Rows from a segmentation dataset
============================================================

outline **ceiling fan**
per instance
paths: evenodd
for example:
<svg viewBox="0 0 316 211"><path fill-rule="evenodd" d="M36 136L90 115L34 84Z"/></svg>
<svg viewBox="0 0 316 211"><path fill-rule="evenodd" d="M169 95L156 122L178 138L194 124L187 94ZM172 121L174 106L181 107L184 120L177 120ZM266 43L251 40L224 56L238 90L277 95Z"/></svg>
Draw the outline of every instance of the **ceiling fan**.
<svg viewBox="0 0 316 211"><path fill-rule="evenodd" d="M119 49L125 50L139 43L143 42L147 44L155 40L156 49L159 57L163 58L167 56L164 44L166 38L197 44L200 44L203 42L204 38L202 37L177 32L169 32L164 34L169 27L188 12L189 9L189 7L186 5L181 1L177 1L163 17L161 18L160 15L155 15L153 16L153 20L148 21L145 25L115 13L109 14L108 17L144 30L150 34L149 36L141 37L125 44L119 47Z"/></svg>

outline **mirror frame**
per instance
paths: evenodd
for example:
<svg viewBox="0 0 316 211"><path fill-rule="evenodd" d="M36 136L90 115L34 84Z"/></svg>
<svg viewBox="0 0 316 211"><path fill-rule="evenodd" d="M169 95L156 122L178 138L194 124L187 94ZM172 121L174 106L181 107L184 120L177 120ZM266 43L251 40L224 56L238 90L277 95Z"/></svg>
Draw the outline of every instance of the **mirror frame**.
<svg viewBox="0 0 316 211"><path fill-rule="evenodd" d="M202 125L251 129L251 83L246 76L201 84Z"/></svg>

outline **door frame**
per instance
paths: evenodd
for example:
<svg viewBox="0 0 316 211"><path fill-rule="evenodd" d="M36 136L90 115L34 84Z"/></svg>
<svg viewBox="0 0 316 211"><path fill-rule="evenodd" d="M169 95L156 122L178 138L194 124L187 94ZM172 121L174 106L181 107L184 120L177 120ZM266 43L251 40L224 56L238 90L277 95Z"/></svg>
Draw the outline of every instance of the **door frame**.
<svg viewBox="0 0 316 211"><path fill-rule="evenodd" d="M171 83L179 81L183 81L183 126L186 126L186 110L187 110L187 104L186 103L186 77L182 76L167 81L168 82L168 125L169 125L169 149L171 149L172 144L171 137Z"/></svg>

============================================================

### Exercise details
Reproduce every line of the data above verbatim, leaving nothing out.

### Answer to this exercise
outline **ceiling fan**
per instance
paths: evenodd
for example:
<svg viewBox="0 0 316 211"><path fill-rule="evenodd" d="M36 136L90 115L34 84Z"/></svg>
<svg viewBox="0 0 316 211"><path fill-rule="evenodd" d="M169 95L156 122L178 138L194 124L187 94ZM172 121L174 106L181 107L184 120L177 120ZM266 43L251 40L224 56L238 90L277 95Z"/></svg>
Draw the outline of every instance of the **ceiling fan**.
<svg viewBox="0 0 316 211"><path fill-rule="evenodd" d="M119 49L125 50L139 43L143 42L147 44L155 40L156 49L159 57L163 58L167 56L164 44L166 38L197 44L200 44L203 42L204 38L202 37L177 32L169 32L164 34L169 27L188 12L189 9L189 7L186 5L181 1L177 1L163 17L161 18L160 15L155 15L153 16L153 20L148 21L145 25L115 13L109 14L108 17L144 30L150 34L149 36L141 37L125 44L119 47Z"/></svg>

outline **mirror frame**
per instance
paths: evenodd
for example:
<svg viewBox="0 0 316 211"><path fill-rule="evenodd" d="M36 136L90 115L34 84Z"/></svg>
<svg viewBox="0 0 316 211"><path fill-rule="evenodd" d="M169 95L156 122L178 138L194 124L187 94ZM172 121L174 106L181 107L184 120L177 120ZM266 43L251 40L224 56L238 90L277 95Z"/></svg>
Draw the outline of every instance of the **mirror frame**.
<svg viewBox="0 0 316 211"><path fill-rule="evenodd" d="M202 125L251 129L251 83L246 76L201 84Z"/></svg>

outline **door frame**
per instance
paths: evenodd
for example:
<svg viewBox="0 0 316 211"><path fill-rule="evenodd" d="M36 136L90 115L34 84Z"/></svg>
<svg viewBox="0 0 316 211"><path fill-rule="evenodd" d="M169 95L156 122L178 138L194 124L187 94ZM172 121L174 106L181 107L184 120L177 120ZM266 43L251 40L224 56L238 90L277 95Z"/></svg>
Draw the outline of every instance of the **door frame**.
<svg viewBox="0 0 316 211"><path fill-rule="evenodd" d="M171 83L179 81L183 81L183 126L186 126L186 110L187 110L187 104L186 103L186 77L182 76L167 81L168 82L168 125L169 125L169 149L171 149L172 144L171 137Z"/></svg>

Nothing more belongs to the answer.